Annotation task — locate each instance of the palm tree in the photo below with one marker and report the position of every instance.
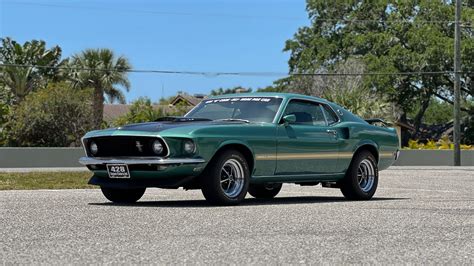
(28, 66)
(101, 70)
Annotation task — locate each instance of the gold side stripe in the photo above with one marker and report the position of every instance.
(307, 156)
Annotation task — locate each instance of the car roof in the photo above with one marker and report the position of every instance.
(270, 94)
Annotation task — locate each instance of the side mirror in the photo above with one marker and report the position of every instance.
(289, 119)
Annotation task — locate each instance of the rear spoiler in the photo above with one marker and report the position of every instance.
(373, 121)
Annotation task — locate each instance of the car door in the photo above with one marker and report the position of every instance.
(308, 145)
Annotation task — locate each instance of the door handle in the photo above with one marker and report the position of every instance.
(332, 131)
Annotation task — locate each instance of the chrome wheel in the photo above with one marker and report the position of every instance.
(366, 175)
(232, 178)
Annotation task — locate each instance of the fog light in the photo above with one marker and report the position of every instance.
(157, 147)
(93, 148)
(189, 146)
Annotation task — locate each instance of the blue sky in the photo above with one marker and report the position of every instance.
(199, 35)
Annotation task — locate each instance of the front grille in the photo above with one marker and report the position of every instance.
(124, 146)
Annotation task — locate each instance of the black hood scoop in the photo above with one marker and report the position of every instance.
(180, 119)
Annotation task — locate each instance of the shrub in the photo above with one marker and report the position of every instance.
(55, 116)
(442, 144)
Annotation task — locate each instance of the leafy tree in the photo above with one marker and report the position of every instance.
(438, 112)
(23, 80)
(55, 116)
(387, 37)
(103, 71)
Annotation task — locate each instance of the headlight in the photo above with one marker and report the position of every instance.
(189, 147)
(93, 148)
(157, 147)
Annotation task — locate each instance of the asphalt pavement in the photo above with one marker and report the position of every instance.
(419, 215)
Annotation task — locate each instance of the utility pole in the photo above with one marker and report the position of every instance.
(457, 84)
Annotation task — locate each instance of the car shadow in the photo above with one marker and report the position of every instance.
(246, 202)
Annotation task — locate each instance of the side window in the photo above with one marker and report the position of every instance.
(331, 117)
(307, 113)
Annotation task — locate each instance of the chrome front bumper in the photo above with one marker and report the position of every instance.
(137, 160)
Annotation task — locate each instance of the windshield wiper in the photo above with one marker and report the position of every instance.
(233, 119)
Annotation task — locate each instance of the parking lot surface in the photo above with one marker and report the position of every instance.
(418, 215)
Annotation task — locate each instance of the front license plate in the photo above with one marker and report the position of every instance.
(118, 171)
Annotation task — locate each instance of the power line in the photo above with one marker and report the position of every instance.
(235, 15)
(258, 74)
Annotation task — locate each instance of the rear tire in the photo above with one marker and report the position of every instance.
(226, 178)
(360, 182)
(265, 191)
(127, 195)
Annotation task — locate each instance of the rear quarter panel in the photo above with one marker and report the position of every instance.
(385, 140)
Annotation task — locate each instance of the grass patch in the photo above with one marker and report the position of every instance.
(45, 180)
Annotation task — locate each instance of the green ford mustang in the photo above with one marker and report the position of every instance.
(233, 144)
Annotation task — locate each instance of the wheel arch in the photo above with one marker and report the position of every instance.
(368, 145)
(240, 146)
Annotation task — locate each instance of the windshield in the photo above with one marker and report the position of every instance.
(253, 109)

---

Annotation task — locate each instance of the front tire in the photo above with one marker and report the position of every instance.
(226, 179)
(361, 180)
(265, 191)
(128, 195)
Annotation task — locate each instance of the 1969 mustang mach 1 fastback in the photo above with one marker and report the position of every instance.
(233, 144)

(Given problem):
Pull out every line above that contains the string "chrome", matching case exactly.

(Output of the task):
Annotation task — locate each instance of the chrome wheel in the photo above with one marker and report the position of every instance.
Annotation task — locate each instance of the chrome front bumper in the photo above with one marker and report the position of every instance.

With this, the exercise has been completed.